■ Goal
Gather every line of the data below that contains the string "black". Case counts.

## Begin Extracted records

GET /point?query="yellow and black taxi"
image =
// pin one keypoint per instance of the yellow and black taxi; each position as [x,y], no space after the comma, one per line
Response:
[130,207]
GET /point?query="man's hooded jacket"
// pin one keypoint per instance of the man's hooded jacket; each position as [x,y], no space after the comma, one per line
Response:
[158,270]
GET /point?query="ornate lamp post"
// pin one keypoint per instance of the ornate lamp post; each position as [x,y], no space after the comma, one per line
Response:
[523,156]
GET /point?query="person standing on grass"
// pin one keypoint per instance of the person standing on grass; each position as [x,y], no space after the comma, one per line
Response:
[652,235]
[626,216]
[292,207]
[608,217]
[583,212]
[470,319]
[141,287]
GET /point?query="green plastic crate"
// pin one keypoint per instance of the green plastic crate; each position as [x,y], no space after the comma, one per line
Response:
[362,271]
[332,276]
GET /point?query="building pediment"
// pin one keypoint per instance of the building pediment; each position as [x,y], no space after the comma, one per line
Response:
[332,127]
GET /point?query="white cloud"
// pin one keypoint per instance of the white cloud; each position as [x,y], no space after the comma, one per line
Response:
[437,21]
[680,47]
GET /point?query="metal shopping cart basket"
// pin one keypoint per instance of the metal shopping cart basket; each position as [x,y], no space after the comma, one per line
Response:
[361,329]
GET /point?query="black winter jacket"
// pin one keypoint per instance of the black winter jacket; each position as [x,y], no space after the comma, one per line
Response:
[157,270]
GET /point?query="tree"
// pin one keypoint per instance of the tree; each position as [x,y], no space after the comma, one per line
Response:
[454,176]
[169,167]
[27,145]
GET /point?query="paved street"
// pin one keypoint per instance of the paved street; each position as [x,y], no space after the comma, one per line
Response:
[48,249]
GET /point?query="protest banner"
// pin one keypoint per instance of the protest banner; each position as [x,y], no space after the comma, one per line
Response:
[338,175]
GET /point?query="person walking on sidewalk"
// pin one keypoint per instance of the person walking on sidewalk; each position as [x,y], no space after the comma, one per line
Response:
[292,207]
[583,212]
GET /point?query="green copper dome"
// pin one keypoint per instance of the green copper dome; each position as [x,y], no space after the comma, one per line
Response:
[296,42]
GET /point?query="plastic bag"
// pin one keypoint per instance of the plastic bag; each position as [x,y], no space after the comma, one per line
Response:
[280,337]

## End Extracted records
## Begin Extracted records

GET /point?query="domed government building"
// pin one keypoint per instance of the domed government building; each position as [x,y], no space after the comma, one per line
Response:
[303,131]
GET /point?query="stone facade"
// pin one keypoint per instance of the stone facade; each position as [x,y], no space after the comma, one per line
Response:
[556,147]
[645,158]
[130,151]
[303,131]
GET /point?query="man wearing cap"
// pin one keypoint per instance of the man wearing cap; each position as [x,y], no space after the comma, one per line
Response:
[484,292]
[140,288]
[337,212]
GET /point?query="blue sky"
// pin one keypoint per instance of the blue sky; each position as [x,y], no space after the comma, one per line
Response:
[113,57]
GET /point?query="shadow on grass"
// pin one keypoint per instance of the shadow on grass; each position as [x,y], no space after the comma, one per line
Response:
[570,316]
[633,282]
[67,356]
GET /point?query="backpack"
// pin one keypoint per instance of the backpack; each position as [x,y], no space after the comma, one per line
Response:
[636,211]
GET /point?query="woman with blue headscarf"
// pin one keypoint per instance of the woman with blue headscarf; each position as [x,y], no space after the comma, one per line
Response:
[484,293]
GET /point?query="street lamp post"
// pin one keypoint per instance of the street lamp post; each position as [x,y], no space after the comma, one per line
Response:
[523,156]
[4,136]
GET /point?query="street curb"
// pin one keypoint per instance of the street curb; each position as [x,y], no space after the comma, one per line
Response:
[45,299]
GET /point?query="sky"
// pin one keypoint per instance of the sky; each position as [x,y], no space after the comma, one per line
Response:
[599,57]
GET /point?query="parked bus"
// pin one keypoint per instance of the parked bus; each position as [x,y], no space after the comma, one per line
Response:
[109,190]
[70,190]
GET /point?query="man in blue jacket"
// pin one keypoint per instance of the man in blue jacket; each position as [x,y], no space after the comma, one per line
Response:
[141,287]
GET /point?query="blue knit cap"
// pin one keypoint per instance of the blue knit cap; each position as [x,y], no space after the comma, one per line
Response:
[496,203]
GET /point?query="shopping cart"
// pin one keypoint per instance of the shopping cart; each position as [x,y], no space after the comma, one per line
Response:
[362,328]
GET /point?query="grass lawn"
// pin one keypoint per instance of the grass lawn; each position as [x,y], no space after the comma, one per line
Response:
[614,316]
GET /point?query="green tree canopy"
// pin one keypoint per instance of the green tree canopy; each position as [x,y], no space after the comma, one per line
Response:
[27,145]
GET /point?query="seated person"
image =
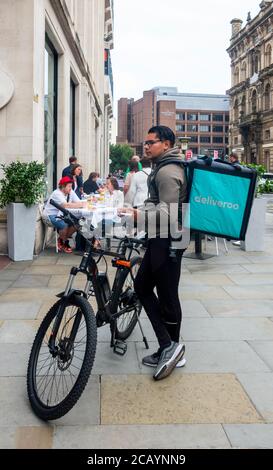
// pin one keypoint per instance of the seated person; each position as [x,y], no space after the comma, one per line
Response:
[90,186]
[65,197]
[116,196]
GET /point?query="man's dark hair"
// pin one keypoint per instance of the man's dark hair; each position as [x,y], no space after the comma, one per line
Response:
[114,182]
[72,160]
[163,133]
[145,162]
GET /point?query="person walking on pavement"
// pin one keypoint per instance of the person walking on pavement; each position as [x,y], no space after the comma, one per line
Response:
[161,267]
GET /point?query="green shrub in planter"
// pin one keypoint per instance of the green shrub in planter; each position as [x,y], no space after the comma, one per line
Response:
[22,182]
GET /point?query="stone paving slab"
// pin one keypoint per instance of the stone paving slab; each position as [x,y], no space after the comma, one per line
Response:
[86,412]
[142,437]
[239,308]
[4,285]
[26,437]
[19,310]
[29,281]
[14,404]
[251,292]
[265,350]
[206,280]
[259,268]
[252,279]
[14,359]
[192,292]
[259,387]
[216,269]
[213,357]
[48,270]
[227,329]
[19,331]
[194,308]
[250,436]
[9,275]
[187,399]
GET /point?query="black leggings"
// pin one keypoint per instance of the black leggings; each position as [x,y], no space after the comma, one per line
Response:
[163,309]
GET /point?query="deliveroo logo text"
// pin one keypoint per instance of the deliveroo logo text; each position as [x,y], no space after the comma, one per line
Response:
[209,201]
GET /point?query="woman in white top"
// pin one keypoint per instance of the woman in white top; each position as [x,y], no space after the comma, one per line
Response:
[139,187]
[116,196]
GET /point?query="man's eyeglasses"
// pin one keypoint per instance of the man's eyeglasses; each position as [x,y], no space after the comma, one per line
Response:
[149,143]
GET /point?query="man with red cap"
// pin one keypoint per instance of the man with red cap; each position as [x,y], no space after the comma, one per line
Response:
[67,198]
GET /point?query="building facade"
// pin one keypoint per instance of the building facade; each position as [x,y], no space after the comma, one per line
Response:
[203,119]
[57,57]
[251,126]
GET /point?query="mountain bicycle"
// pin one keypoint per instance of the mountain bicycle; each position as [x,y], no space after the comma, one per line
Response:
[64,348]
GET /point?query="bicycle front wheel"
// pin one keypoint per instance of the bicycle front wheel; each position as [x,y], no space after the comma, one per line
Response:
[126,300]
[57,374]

## End Extracted records

■ Exercise solution
GET /point?query="yellow and black taxi"
// pin one keypoint per instance of the yellow and black taxi; each position as [x,y], no space after the comma, one per line
GET /point?query="black winter jacket"
// pin one keypoint per instance of the black winter jacket; each position as [x,y], no space after the comma, one per line
GET /point?query="black leggings"
// pin one keypoint per instance of the black leggings; each position as [x,y], no space after the comma, one per line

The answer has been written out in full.